Update the stretch of the listing from the line containing "entry: bruised skin" through the line containing "Trace every instance of the bruised skin now." by changing "bruised skin" to "swollen skin" and leaving everything else as it is. Give back only those lines.

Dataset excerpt
—————
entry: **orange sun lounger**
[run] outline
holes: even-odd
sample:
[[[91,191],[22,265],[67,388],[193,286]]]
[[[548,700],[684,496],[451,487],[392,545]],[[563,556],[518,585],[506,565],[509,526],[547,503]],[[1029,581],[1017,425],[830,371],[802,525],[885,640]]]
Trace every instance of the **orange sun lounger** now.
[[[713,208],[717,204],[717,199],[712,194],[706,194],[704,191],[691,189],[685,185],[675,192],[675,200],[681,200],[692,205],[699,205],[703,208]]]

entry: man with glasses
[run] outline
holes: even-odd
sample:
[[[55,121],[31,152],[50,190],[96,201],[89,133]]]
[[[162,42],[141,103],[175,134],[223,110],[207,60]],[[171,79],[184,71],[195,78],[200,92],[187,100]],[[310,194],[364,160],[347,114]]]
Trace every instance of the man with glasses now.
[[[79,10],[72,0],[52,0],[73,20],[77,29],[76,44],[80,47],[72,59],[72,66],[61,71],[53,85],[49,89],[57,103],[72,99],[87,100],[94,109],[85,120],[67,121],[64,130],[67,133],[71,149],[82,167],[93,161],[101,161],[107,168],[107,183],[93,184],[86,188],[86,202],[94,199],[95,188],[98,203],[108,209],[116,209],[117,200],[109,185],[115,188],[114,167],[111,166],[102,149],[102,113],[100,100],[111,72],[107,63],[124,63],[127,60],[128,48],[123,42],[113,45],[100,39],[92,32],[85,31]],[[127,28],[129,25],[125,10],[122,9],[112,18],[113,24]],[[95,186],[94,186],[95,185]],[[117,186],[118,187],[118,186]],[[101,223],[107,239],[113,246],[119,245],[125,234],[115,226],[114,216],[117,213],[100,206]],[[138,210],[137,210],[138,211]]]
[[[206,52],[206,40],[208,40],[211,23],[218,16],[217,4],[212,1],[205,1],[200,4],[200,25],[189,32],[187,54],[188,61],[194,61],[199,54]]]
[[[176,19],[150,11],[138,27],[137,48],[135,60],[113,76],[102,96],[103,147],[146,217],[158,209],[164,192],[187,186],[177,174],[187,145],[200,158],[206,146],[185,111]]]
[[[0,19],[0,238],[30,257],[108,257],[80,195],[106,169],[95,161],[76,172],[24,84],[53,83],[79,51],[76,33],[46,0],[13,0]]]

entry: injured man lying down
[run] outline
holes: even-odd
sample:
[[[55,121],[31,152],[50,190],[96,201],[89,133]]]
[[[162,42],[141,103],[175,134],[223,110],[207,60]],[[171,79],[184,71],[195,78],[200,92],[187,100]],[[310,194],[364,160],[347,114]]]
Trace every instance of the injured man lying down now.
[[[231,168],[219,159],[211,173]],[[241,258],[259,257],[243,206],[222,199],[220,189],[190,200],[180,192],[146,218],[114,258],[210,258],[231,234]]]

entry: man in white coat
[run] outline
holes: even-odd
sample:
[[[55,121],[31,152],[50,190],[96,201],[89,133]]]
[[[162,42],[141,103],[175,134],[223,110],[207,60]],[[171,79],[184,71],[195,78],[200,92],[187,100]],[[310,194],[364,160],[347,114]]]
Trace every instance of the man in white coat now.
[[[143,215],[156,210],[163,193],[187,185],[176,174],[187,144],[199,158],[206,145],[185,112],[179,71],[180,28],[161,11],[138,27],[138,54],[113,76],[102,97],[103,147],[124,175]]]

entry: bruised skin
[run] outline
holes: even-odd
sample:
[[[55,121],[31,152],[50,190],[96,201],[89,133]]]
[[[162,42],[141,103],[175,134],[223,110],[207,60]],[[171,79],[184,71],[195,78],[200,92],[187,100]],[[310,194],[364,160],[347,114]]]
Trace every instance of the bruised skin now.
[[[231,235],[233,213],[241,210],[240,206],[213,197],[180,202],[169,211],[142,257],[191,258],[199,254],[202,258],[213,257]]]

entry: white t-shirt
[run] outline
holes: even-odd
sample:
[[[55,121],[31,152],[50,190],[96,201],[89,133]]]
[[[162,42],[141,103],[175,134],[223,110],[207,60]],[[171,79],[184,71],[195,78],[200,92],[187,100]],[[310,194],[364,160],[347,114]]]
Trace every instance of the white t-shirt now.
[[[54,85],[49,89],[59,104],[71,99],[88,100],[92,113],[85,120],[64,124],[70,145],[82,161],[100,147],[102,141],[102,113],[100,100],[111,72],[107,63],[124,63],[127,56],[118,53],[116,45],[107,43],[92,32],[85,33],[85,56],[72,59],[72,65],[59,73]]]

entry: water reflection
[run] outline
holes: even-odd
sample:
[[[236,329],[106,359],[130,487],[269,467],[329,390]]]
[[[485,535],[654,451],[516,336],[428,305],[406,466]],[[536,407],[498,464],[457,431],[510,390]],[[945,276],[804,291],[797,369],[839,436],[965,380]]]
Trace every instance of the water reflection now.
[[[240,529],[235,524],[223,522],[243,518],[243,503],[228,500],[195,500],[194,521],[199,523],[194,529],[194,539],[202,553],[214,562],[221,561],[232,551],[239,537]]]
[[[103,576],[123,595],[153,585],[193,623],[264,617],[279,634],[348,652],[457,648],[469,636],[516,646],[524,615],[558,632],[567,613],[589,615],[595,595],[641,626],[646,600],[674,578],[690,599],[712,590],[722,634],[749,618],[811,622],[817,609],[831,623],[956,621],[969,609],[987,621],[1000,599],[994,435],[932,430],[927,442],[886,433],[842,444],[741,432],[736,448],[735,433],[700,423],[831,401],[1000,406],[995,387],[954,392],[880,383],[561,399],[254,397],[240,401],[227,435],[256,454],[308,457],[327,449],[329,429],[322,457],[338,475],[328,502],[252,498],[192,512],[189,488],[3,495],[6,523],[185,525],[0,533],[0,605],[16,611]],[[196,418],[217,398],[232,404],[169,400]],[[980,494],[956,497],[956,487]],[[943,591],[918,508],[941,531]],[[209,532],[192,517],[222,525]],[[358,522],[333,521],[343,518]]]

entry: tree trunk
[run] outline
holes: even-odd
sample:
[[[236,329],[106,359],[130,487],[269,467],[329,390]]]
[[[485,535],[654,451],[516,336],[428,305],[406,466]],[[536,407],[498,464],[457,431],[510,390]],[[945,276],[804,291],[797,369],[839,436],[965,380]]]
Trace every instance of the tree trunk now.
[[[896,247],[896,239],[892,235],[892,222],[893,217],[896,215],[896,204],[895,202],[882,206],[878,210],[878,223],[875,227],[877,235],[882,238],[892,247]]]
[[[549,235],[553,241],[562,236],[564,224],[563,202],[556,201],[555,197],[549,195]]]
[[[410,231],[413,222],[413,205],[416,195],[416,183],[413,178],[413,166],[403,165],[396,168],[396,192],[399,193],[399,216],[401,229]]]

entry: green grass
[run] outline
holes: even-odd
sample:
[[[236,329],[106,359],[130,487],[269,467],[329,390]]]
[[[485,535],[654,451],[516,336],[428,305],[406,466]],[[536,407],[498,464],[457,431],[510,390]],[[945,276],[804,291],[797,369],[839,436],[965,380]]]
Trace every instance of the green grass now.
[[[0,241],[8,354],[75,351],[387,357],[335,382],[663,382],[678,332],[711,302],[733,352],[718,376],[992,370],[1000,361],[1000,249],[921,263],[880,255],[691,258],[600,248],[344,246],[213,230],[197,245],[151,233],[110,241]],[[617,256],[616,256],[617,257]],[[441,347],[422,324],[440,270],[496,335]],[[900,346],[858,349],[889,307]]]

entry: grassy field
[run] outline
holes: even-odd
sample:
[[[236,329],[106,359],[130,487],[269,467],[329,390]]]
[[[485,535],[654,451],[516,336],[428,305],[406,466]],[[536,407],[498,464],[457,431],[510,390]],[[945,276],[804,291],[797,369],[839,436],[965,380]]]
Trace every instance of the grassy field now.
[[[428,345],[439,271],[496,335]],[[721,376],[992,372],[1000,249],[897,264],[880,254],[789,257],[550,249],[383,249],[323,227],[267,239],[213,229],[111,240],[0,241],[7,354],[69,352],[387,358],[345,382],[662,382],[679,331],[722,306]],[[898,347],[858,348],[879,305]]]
—————
RESULT OF THE EXERCISE:
entry: swollen skin
[run] outline
holes: even-odd
sample:
[[[55,121],[31,152],[50,190],[96,201],[89,133]]]
[[[162,42],[141,103],[175,134],[223,110],[207,60]],[[171,79],[184,71],[195,78],[200,92],[187,100]],[[310,194],[364,160],[347,114]]]
Trace every instance of the swollen skin now.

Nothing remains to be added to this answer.